SET EXERCISE
Please rewrite only the part of the data that opens with the line containing "of the arched" and closes with the line containing "[[2, 78], [180, 45], [161, 83]]", putting "Usage" wherever "Quickstart" stands and leaving everything else unchanged. Leave the pictures out of your answer.

┌──

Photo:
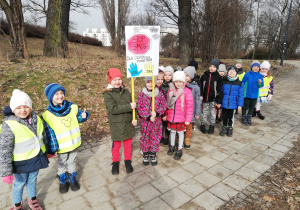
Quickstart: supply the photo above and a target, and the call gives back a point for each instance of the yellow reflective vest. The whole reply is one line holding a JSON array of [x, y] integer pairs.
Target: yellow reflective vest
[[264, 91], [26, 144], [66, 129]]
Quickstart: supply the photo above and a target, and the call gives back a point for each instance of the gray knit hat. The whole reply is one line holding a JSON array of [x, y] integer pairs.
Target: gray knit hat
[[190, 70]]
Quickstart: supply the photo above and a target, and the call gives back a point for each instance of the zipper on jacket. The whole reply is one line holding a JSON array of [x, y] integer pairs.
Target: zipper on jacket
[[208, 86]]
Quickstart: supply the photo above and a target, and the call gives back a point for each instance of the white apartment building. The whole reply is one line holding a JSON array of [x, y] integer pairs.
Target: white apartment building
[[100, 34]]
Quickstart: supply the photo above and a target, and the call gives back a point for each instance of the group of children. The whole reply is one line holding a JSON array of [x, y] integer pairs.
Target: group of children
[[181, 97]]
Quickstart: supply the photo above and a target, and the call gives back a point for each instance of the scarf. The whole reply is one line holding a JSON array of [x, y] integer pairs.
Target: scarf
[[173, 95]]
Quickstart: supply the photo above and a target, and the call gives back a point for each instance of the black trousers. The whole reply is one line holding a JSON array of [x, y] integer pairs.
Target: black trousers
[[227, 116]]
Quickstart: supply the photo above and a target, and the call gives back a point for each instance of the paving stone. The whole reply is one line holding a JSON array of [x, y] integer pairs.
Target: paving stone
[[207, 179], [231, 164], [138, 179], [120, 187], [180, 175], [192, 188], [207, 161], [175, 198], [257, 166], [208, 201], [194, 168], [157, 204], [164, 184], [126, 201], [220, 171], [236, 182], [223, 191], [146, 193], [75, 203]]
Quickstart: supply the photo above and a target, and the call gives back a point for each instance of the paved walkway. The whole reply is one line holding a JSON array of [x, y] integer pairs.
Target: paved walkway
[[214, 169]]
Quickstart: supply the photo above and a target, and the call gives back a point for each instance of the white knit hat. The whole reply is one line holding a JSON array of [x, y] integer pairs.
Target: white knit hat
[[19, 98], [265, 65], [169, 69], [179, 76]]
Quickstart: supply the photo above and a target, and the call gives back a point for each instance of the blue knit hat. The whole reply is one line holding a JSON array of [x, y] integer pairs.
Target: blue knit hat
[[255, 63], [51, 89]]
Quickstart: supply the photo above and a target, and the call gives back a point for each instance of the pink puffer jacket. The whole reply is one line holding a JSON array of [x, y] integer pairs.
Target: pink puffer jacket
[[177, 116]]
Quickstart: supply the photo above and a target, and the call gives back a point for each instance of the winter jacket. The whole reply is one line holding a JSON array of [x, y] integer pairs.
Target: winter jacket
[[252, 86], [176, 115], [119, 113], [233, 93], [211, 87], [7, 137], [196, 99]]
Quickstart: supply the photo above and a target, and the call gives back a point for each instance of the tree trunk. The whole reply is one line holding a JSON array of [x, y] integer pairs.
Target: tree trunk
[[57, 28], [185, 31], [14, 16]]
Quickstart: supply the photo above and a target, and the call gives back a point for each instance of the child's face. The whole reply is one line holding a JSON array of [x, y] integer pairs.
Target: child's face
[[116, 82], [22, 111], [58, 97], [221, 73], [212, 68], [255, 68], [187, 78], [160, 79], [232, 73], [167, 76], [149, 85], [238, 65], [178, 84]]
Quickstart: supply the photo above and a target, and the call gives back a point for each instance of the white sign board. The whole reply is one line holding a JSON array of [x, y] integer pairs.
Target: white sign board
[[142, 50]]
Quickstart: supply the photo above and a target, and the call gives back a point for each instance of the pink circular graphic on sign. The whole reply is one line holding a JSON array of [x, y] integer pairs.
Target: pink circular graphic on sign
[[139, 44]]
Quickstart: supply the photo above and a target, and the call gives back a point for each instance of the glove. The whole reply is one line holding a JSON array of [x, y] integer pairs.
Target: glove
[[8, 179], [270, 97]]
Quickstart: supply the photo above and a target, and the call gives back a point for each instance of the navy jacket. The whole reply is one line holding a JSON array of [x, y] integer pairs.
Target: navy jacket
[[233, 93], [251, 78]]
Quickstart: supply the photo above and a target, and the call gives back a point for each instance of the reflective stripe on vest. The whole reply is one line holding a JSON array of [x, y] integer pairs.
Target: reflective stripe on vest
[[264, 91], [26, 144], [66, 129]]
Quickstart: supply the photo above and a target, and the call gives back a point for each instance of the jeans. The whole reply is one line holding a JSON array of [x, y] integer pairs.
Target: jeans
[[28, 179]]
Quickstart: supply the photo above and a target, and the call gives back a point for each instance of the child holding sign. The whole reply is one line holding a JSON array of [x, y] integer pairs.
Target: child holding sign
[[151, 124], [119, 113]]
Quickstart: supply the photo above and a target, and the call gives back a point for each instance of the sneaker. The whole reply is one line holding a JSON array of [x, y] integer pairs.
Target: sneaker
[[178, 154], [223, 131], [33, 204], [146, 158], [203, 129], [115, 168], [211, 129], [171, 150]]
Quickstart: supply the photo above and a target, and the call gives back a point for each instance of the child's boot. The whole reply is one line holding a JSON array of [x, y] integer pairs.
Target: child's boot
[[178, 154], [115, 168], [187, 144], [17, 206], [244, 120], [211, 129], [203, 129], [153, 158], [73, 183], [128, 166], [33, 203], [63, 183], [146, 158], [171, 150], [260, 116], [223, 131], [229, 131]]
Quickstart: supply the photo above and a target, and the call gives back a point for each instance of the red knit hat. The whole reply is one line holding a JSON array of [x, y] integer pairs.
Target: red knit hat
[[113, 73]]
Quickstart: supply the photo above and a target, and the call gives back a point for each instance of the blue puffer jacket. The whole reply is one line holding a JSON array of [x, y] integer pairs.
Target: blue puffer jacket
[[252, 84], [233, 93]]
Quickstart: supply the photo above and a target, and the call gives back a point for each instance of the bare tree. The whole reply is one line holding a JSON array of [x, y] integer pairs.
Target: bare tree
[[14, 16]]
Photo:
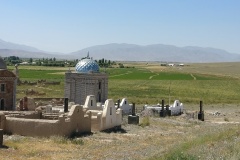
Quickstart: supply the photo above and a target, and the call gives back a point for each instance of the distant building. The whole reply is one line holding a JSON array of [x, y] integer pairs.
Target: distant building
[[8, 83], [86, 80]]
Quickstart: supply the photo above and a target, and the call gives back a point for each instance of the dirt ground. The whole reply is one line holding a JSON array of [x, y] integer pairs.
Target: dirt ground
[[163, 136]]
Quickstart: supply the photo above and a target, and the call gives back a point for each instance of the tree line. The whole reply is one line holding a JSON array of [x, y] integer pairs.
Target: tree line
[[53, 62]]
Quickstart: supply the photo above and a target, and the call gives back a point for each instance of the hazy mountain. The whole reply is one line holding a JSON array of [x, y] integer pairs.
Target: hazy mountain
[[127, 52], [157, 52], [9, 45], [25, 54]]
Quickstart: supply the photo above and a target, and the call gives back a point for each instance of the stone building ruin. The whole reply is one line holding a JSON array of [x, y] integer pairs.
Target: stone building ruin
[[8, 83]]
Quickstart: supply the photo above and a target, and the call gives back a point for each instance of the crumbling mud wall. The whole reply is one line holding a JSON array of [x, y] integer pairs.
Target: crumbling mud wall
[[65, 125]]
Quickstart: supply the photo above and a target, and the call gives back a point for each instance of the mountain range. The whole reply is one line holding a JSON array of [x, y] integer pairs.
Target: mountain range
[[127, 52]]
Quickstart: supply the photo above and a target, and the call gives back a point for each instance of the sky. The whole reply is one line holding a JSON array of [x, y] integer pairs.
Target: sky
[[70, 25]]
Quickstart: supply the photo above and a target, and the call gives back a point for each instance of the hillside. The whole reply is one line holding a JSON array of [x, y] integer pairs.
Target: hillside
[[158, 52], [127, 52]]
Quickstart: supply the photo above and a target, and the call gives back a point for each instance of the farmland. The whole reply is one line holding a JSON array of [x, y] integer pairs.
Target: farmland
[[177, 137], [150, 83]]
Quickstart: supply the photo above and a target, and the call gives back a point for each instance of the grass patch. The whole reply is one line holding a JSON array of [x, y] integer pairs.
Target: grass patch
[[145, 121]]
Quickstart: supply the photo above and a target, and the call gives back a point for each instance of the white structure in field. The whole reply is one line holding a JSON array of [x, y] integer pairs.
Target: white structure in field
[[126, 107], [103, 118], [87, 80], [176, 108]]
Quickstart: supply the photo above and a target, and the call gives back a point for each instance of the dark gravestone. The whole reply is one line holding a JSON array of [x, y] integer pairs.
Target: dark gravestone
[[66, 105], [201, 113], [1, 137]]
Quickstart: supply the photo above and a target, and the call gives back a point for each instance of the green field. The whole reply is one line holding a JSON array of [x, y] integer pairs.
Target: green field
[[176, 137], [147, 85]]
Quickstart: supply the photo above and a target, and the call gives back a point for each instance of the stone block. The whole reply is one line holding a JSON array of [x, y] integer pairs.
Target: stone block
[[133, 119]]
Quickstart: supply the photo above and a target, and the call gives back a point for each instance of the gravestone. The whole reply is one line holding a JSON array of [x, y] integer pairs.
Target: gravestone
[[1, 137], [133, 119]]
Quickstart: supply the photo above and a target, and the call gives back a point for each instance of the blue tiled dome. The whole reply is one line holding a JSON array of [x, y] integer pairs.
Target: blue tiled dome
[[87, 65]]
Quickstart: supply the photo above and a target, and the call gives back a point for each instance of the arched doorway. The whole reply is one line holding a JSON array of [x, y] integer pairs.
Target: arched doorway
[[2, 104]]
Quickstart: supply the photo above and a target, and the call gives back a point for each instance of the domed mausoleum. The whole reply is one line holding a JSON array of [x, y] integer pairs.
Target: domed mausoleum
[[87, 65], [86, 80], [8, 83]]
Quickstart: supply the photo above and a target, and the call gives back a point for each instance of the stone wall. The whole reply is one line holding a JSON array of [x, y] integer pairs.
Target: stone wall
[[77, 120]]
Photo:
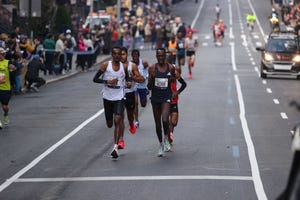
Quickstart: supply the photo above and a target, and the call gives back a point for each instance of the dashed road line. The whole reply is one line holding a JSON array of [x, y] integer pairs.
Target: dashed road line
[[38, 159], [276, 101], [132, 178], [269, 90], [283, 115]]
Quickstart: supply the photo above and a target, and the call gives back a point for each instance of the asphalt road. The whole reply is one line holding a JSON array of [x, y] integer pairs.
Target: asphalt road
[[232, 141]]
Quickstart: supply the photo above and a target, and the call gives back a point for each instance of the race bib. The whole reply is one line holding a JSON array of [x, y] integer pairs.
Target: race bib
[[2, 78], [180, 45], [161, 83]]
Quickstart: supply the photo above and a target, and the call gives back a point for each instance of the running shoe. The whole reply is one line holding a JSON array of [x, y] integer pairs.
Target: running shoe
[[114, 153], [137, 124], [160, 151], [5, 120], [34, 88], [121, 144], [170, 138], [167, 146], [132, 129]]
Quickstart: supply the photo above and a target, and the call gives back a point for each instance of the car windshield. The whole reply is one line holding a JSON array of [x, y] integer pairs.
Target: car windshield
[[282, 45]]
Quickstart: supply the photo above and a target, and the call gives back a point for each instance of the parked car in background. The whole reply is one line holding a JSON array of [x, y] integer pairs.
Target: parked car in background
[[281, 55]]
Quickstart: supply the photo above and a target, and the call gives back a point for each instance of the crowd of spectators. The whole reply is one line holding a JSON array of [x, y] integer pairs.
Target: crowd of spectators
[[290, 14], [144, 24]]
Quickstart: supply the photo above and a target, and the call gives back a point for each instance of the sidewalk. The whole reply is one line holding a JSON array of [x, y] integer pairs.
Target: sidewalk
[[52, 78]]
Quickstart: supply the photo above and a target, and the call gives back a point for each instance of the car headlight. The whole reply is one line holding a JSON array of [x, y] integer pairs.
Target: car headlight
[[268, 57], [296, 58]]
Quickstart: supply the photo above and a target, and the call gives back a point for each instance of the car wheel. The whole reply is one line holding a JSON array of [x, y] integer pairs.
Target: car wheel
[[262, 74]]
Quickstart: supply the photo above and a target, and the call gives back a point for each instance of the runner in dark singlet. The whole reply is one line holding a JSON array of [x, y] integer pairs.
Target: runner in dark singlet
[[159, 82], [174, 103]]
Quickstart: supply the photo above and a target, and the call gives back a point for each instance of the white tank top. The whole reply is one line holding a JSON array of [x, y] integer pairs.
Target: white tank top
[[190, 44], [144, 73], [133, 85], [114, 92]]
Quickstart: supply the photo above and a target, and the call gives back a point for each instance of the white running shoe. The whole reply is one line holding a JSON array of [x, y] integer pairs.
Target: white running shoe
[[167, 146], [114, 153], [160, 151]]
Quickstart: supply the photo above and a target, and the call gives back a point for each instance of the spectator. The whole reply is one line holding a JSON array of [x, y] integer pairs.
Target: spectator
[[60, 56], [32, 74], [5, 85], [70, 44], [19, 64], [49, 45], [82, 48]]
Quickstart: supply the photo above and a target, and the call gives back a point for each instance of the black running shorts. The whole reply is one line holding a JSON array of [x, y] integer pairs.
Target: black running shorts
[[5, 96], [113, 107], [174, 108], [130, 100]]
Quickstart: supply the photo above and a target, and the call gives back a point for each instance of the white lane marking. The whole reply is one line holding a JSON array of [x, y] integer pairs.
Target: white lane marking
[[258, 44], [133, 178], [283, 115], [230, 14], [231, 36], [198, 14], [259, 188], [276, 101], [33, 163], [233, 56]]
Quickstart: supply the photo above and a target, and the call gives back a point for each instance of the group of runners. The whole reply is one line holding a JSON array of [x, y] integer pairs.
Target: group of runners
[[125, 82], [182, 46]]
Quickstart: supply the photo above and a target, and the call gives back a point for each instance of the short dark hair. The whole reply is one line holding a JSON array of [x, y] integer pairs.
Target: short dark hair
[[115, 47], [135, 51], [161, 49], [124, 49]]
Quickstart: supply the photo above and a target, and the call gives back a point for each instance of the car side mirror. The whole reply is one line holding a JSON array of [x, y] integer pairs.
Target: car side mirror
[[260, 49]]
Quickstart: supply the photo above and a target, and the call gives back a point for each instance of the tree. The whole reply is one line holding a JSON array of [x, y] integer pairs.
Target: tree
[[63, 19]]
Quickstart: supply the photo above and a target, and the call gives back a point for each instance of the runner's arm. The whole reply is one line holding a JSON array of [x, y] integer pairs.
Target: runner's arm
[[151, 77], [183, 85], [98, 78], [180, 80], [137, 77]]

└──

RESPONSE BELOW
Usage: supply the photo above and a target, and the call gives back a point for each instance of the arched doorway. The whole reply is one line holding a JSON array of [x, y] integer pairs.
Target: arched doorway
[[2, 104]]
Usage: supply the photo above and a target, and the call gives back a point for each instance of the domed mausoleum. The whole reply is one line holding a JSON array of [x, y] integer pairs.
Target: domed mausoleum
[[87, 65], [86, 80], [8, 83]]
Usage: supply the photo above and a target, and the call gives back a point for each instance of the stone wall. The whole reply is one line holding a JSON array of [x, y] integer pairs.
Target: stone wall
[[77, 120]]
Photo:
Usage: supply the photo above and a target, and the call gives back a point for each instance of the dashed road line. The whole reply is one line holding a JSON array of [x, y] integer pairs.
Target: dashed road line
[[38, 159], [276, 101], [132, 178], [269, 90], [283, 115]]
Usage: supply the photo above and a target, and the call gives back a point for each instance of the asphalt road. The whole reply is one line holding a JSON array of [x, y] integer pairs.
Target: asphalt road
[[232, 141]]
Usage: supply the photo above and a target, and the call gives back a point for each instance of the race bib. The whole reply is one line holding a JSON array of [x, y] integer pairs.
Target: race bib
[[2, 78], [180, 45], [161, 83]]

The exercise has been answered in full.